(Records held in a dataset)
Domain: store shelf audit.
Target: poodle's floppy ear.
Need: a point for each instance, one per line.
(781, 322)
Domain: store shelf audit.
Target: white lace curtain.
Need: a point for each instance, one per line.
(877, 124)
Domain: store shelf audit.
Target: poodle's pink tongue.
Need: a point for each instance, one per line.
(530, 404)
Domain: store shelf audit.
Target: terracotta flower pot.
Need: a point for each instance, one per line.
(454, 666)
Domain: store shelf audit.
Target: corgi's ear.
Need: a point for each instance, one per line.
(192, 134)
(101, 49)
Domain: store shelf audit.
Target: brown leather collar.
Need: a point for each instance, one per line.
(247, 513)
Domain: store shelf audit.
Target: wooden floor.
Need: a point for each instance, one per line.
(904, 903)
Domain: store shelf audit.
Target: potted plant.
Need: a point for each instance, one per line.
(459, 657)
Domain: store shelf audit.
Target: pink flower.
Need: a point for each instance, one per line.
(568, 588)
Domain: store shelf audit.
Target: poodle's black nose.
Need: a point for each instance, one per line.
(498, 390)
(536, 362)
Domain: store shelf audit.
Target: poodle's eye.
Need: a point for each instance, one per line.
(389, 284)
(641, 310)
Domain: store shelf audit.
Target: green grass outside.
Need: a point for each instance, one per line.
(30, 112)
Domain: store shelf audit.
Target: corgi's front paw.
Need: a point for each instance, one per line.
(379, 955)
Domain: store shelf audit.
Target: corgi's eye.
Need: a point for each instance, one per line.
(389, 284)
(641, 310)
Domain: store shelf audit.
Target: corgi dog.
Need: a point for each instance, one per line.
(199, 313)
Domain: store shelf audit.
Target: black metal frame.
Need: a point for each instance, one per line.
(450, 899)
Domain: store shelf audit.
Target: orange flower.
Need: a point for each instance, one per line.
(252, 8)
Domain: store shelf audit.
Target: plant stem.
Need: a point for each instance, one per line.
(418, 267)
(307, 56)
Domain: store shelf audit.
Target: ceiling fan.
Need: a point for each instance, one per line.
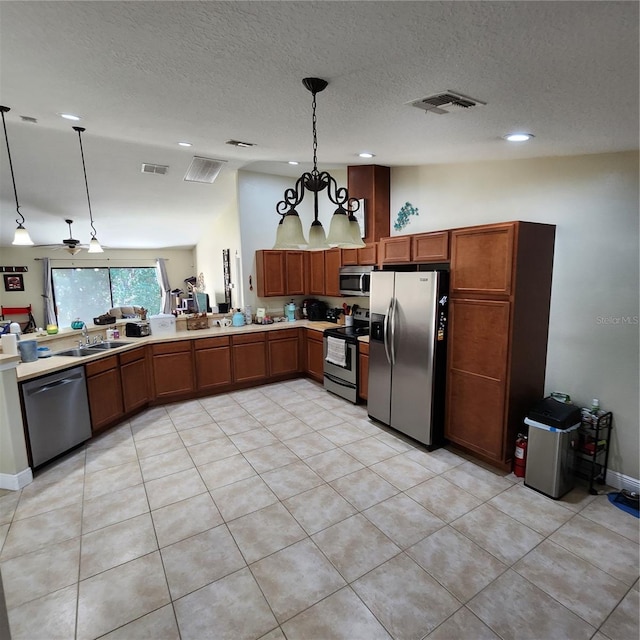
(70, 244)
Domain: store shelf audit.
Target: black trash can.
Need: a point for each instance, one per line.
(553, 437)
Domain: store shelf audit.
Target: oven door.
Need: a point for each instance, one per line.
(343, 381)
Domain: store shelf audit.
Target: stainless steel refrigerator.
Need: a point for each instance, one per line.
(407, 352)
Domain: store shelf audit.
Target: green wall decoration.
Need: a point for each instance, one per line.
(402, 220)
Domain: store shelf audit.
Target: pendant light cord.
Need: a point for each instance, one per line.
(86, 184)
(15, 191)
(315, 135)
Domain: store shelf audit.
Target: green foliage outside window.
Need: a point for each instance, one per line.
(86, 293)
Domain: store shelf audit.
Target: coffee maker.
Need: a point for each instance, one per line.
(305, 307)
(316, 310)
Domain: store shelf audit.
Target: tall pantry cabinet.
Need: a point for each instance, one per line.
(498, 326)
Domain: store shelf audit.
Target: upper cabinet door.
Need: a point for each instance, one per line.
(270, 271)
(482, 260)
(332, 272)
(316, 273)
(395, 250)
(294, 261)
(430, 247)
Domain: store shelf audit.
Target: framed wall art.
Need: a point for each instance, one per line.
(13, 282)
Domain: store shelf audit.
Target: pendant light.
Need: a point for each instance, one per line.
(94, 245)
(21, 236)
(291, 235)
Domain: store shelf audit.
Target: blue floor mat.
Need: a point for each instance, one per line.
(618, 500)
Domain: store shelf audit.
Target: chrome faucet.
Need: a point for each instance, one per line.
(85, 333)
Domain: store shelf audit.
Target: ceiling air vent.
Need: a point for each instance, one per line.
(239, 143)
(203, 170)
(443, 102)
(154, 168)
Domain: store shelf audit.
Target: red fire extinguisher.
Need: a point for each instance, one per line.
(520, 459)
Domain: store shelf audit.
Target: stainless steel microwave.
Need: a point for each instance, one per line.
(355, 281)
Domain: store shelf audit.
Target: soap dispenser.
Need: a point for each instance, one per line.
(238, 319)
(291, 311)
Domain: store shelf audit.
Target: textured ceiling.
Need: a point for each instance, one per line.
(145, 75)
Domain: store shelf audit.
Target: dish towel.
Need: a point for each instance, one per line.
(336, 351)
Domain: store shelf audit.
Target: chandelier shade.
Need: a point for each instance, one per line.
(314, 181)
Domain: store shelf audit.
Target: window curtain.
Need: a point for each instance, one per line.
(47, 289)
(163, 281)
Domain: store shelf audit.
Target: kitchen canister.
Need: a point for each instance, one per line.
(28, 350)
(9, 343)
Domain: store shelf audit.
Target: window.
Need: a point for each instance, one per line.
(89, 292)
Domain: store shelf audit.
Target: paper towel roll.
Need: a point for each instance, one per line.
(9, 344)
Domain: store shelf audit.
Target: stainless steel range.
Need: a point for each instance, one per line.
(341, 356)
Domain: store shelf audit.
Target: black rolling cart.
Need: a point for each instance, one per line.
(592, 454)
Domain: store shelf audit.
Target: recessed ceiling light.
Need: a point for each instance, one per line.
(518, 137)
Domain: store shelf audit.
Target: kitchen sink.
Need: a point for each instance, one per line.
(107, 345)
(77, 352)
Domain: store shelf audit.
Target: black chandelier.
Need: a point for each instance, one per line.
(21, 236)
(344, 230)
(94, 245)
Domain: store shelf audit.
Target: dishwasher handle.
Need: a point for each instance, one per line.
(53, 385)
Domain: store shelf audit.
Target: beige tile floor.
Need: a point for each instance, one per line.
(283, 512)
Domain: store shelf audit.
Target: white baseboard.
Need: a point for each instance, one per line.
(15, 482)
(620, 481)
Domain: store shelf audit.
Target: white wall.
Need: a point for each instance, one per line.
(180, 265)
(593, 201)
(223, 232)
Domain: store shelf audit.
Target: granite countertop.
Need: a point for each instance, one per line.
(53, 363)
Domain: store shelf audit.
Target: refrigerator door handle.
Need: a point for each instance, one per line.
(385, 330)
(393, 331)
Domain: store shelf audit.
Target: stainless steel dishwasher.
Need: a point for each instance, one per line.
(57, 411)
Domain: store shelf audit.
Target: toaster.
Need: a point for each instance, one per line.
(137, 329)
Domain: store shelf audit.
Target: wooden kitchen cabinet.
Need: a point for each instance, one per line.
(249, 357)
(349, 257)
(271, 273)
(324, 272)
(482, 260)
(363, 373)
(295, 268)
(498, 328)
(283, 351)
(213, 363)
(314, 355)
(172, 369)
(368, 256)
(281, 273)
(316, 273)
(430, 247)
(135, 379)
(105, 393)
(415, 248)
(364, 256)
(332, 263)
(396, 250)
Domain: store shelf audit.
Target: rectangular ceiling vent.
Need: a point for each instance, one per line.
(444, 102)
(203, 170)
(160, 169)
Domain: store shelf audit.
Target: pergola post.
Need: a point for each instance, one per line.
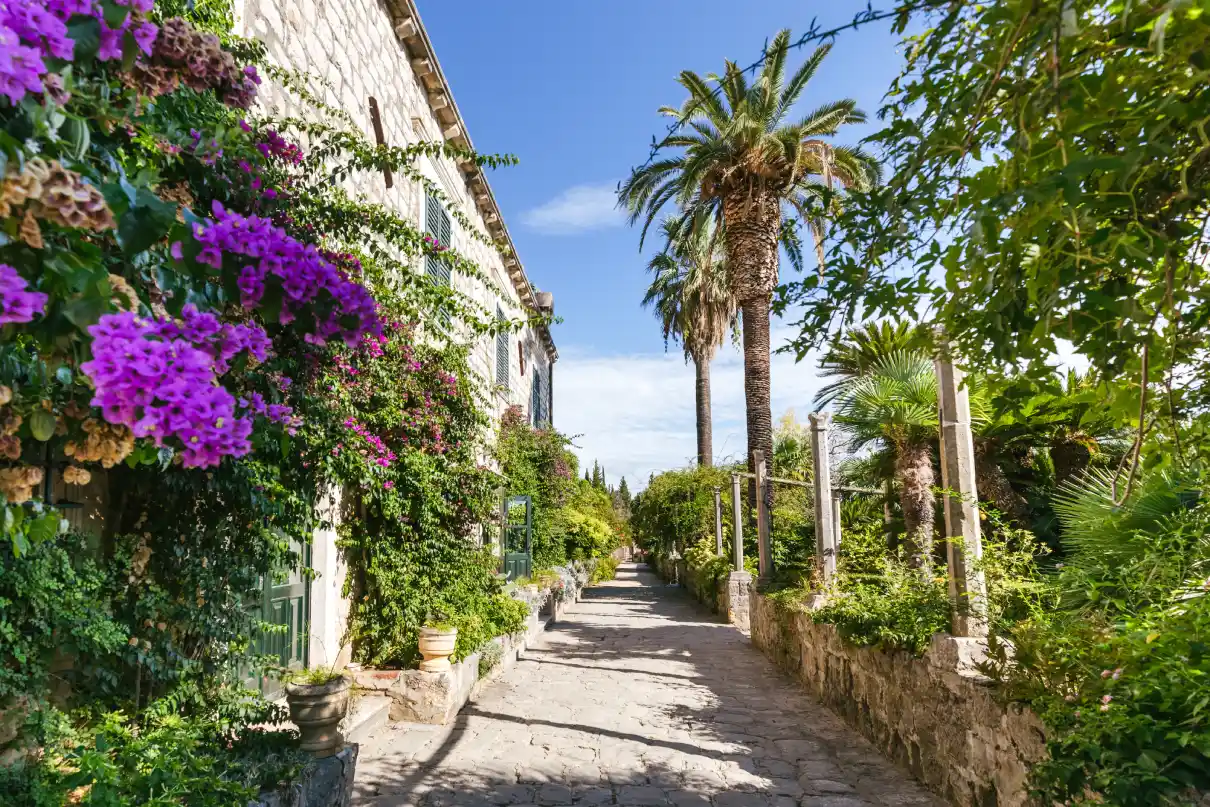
(968, 591)
(739, 580)
(738, 522)
(762, 517)
(718, 522)
(835, 514)
(827, 513)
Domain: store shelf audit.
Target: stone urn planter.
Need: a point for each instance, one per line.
(317, 710)
(437, 645)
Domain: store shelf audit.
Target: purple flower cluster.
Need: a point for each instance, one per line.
(160, 379)
(17, 303)
(385, 455)
(306, 280)
(35, 30)
(223, 341)
(154, 380)
(275, 145)
(276, 413)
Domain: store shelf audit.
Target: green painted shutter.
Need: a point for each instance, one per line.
(437, 224)
(501, 351)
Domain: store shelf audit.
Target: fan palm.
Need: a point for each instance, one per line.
(692, 300)
(859, 349)
(748, 165)
(894, 403)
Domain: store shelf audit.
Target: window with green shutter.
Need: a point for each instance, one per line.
(537, 414)
(501, 350)
(437, 224)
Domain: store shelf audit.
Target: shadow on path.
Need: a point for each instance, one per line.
(638, 699)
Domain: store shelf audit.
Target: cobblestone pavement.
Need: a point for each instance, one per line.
(638, 698)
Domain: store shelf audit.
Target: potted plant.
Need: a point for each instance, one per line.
(318, 701)
(438, 639)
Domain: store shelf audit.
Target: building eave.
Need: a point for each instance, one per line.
(408, 27)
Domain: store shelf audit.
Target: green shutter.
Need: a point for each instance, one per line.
(501, 351)
(437, 224)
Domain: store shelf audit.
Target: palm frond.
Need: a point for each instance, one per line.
(800, 79)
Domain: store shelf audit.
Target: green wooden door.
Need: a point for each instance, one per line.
(286, 607)
(518, 539)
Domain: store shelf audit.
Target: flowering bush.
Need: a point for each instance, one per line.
(191, 306)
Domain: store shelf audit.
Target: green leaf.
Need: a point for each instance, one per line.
(85, 32)
(75, 132)
(41, 425)
(147, 223)
(115, 15)
(44, 528)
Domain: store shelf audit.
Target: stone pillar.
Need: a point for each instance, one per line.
(762, 539)
(968, 592)
(825, 518)
(737, 548)
(835, 514)
(718, 522)
(739, 580)
(738, 604)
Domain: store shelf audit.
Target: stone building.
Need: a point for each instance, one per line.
(374, 61)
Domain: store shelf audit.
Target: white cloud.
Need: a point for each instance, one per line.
(577, 209)
(634, 413)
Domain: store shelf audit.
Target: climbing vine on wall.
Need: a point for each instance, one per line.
(205, 338)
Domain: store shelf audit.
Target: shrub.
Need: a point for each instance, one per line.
(604, 570)
(900, 612)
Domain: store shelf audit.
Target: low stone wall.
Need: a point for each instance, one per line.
(726, 597)
(436, 698)
(932, 715)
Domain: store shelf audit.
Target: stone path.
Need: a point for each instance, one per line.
(639, 699)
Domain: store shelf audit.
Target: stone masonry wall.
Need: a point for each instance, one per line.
(944, 726)
(350, 52)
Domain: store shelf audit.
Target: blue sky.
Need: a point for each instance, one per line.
(572, 88)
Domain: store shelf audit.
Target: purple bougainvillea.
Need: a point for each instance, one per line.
(160, 378)
(35, 30)
(341, 307)
(17, 303)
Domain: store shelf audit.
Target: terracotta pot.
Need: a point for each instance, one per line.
(437, 646)
(317, 710)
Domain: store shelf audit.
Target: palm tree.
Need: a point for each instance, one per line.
(859, 349)
(691, 298)
(745, 163)
(894, 403)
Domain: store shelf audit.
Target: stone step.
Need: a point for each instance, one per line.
(367, 715)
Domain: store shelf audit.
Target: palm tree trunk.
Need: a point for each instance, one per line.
(914, 466)
(1070, 457)
(754, 223)
(756, 385)
(704, 430)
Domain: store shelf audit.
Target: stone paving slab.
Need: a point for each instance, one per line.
(640, 699)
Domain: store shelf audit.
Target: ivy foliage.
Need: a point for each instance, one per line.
(125, 652)
(574, 519)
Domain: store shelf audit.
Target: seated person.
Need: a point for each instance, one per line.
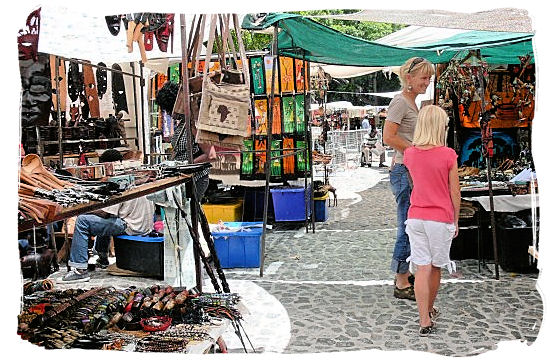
(132, 217)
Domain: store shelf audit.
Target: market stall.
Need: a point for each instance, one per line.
(302, 36)
(134, 318)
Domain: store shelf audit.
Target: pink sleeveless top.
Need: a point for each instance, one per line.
(429, 169)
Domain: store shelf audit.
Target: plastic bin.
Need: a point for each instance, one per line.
(225, 212)
(253, 207)
(289, 203)
(513, 244)
(321, 208)
(142, 254)
(238, 249)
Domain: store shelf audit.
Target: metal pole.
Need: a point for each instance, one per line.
(489, 180)
(58, 100)
(308, 147)
(267, 167)
(146, 151)
(189, 148)
(135, 102)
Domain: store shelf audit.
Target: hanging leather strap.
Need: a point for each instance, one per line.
(241, 50)
(231, 44)
(198, 44)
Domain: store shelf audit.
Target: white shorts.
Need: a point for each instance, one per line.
(430, 243)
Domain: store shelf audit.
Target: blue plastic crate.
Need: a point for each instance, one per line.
(289, 203)
(238, 249)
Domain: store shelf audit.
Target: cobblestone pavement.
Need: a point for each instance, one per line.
(337, 289)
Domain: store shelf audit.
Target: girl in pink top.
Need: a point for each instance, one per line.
(432, 220)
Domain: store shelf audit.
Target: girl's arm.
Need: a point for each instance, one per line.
(454, 187)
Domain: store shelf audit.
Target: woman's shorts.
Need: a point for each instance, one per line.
(430, 243)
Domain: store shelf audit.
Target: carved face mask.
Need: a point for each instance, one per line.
(27, 39)
(36, 94)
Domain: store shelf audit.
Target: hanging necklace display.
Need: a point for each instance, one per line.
(90, 91)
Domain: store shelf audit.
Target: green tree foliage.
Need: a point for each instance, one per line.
(361, 29)
(344, 89)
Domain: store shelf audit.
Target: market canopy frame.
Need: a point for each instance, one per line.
(301, 37)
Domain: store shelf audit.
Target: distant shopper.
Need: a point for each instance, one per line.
(365, 123)
(166, 98)
(373, 143)
(435, 206)
(398, 132)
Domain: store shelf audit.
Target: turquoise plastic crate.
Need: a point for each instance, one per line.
(239, 249)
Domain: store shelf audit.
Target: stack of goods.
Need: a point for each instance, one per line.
(290, 119)
(472, 178)
(149, 319)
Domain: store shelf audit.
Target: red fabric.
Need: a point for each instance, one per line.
(429, 170)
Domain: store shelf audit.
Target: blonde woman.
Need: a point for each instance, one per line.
(435, 205)
(415, 75)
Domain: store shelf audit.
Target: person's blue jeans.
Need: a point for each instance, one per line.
(92, 225)
(401, 189)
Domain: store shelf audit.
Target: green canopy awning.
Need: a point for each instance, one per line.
(301, 37)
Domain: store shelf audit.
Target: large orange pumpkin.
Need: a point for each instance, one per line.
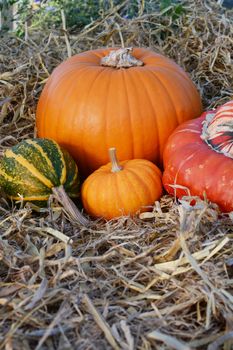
(124, 188)
(198, 158)
(93, 101)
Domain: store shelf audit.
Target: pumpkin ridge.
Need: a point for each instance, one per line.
(22, 161)
(130, 122)
(70, 82)
(148, 192)
(154, 111)
(105, 110)
(163, 84)
(99, 72)
(45, 100)
(116, 186)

§ WHAT IS REQUIRED
Which lines in the entries contain the word "blue"? Pick out each of them and copy it.

§ RESULT FOR THIS TASK
Target: blue floor mat.
Target: blue sky.
Target: blue plastic crate.
Target: person's blue jeans.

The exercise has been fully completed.